**Task brief:**
Take each line of the entries below that contains "errors" and copy it.

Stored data
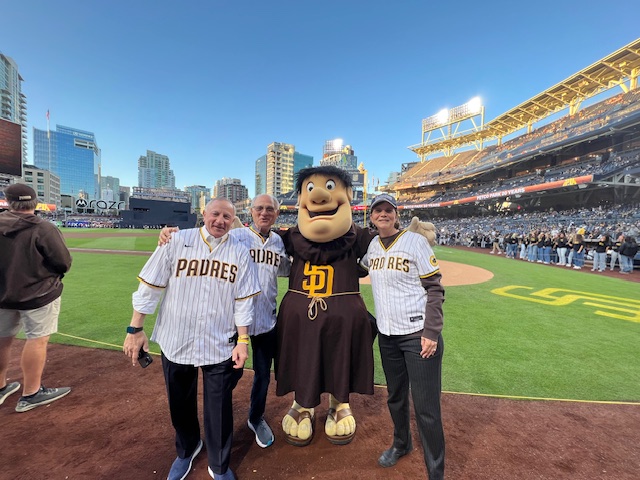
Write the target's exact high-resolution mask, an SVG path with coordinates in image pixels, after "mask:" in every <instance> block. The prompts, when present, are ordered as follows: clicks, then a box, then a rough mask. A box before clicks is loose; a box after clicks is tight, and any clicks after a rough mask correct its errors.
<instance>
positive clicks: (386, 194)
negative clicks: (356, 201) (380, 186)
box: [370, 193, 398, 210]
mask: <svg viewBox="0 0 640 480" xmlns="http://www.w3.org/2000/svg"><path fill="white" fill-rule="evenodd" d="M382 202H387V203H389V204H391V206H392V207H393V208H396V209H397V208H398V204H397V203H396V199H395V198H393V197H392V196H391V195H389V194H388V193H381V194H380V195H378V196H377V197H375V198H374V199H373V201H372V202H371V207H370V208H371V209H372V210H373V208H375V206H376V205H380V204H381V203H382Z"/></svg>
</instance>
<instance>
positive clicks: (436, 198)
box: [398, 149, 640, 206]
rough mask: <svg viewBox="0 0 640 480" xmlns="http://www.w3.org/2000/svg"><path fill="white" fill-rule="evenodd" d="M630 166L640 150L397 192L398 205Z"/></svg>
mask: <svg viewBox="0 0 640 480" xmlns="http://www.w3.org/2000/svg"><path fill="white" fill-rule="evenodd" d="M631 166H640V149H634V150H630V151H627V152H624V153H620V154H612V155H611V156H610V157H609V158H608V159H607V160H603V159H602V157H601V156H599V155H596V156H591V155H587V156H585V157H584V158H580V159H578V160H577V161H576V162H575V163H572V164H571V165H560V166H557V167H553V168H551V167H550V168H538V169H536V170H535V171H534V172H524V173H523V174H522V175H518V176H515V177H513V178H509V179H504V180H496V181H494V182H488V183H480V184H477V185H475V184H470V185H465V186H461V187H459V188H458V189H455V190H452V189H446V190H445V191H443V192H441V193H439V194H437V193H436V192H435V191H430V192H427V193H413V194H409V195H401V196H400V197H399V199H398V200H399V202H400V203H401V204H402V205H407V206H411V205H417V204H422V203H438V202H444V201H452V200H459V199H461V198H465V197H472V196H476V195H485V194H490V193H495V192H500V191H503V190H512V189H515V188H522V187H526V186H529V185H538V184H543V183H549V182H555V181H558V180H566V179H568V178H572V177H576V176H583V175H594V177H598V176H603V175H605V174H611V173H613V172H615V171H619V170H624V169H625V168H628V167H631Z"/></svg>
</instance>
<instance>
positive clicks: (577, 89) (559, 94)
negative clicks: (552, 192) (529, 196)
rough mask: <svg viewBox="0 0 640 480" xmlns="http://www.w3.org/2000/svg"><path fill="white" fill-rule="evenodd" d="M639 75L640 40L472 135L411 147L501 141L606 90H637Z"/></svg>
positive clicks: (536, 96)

==

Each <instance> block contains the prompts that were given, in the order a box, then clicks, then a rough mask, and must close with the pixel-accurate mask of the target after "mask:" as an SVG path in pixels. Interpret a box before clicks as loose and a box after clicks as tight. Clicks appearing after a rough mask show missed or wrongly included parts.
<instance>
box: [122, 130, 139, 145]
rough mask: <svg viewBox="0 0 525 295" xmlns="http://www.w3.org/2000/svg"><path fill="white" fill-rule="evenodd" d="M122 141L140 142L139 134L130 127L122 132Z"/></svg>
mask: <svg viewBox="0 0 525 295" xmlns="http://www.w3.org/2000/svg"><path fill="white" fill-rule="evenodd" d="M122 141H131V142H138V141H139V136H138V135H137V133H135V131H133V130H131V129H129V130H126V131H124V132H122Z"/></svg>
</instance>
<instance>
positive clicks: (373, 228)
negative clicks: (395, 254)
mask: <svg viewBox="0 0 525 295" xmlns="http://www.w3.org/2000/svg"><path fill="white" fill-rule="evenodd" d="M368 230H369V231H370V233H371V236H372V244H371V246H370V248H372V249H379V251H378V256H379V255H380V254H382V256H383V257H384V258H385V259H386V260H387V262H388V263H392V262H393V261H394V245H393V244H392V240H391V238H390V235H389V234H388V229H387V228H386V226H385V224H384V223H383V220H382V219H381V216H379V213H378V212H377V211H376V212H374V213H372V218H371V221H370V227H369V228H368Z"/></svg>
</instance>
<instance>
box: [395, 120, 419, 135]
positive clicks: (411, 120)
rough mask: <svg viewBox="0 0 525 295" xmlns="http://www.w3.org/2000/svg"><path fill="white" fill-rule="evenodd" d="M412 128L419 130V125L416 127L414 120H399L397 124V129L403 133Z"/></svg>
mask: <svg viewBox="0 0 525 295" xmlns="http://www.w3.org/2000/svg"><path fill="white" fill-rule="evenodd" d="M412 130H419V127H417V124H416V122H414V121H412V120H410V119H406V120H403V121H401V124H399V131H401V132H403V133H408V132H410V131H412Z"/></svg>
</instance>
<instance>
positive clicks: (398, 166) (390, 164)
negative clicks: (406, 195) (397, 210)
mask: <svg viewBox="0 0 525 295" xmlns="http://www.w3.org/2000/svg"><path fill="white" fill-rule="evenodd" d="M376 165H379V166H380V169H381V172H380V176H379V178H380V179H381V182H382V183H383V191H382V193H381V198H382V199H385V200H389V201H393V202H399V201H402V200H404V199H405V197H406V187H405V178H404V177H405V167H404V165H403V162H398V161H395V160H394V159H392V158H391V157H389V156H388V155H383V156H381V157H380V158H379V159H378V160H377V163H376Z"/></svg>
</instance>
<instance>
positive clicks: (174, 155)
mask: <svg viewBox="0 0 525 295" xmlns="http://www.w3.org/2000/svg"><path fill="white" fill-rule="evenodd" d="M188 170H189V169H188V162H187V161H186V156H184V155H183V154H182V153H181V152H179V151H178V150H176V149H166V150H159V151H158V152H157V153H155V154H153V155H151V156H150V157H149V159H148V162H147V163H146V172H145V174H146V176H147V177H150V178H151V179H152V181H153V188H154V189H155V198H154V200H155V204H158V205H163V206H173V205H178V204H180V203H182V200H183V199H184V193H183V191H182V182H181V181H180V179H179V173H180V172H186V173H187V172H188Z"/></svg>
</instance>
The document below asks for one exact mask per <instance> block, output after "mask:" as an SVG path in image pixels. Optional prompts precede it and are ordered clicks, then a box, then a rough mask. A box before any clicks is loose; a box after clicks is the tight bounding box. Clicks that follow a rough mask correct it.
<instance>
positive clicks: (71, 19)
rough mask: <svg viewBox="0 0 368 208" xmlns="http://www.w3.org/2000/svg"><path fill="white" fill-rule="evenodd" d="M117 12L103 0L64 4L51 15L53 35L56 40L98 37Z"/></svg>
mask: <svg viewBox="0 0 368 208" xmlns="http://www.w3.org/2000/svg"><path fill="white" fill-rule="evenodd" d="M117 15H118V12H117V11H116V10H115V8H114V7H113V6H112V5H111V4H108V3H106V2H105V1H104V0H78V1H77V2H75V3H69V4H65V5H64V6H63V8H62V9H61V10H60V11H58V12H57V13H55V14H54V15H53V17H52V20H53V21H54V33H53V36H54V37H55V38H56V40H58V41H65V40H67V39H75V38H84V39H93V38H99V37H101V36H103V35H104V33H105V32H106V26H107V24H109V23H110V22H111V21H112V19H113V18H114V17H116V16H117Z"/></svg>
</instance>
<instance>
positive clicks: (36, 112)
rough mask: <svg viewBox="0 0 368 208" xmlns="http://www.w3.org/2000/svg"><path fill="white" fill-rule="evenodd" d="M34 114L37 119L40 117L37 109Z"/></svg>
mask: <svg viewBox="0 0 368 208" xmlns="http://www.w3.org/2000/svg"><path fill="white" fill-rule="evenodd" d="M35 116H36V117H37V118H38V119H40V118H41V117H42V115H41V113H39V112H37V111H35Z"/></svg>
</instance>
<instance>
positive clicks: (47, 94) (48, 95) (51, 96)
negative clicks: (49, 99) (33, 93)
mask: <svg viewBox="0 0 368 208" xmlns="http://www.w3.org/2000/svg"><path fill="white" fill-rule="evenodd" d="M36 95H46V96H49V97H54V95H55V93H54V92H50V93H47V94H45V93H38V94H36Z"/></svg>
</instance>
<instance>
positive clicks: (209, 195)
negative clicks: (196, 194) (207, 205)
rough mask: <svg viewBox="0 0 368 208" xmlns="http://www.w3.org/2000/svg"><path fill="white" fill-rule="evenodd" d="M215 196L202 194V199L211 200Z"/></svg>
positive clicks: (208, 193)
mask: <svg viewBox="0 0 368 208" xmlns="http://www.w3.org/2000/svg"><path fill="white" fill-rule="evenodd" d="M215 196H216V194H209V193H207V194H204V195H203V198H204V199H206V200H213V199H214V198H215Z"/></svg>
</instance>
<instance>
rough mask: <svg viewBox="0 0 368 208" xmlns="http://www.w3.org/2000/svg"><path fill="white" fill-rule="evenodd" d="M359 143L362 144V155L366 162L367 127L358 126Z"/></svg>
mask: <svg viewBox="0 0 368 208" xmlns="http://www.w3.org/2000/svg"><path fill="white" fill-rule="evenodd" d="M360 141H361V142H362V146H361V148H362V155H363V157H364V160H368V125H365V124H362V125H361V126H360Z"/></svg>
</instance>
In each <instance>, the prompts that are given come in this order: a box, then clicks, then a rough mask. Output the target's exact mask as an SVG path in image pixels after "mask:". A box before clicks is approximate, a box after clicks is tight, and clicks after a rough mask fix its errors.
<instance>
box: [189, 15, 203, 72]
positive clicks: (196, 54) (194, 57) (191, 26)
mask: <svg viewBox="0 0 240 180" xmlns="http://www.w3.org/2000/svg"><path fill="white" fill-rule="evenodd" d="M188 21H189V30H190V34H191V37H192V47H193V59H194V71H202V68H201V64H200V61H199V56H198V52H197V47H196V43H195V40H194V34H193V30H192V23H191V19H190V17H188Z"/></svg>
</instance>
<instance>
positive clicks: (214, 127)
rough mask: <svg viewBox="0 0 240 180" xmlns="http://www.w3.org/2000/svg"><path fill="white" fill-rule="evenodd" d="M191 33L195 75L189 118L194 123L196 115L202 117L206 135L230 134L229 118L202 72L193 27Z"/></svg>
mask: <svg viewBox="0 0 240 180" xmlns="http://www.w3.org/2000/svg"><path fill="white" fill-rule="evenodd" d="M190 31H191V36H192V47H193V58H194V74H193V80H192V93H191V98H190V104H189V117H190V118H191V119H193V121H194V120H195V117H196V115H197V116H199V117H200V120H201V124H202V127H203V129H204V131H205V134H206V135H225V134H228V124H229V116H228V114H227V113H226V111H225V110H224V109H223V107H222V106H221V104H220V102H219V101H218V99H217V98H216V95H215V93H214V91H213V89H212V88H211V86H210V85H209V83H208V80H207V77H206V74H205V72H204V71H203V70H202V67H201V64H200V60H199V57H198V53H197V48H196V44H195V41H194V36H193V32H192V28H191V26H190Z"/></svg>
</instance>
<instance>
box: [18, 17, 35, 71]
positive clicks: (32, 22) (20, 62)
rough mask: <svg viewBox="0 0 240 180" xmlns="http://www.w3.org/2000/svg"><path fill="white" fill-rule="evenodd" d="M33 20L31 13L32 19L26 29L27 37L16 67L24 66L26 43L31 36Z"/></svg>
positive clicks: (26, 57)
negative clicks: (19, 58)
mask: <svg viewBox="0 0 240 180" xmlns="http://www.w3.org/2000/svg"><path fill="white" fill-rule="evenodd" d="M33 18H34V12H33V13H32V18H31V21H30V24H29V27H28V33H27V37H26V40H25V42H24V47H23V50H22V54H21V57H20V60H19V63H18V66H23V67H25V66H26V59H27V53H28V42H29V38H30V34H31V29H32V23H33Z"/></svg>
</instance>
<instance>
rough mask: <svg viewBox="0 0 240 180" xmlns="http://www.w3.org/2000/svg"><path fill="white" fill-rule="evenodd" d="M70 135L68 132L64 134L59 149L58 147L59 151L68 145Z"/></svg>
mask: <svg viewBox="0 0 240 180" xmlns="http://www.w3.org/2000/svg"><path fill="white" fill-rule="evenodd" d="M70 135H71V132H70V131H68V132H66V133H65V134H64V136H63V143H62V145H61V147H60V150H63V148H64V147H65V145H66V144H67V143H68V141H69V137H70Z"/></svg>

**Solved exercise:**
Write the target's exact high-resolution mask, an SVG path with coordinates in image pixels, after "mask:" in every <instance> block. The prompts, when present, are ordered as follows: clicks, then a box, then a rough mask. A box before clicks is loose; a box after clicks is tight, and any clicks after a rough mask correct its errors.
In each <instance>, the prompts that are given come in this order: a box, then clicks, then a rough mask. Output the target's exact mask as an SVG path in image pixels after "mask:". A box before clicks is approximate, a box after clicks is tight, and clicks after a rough mask fix its errors.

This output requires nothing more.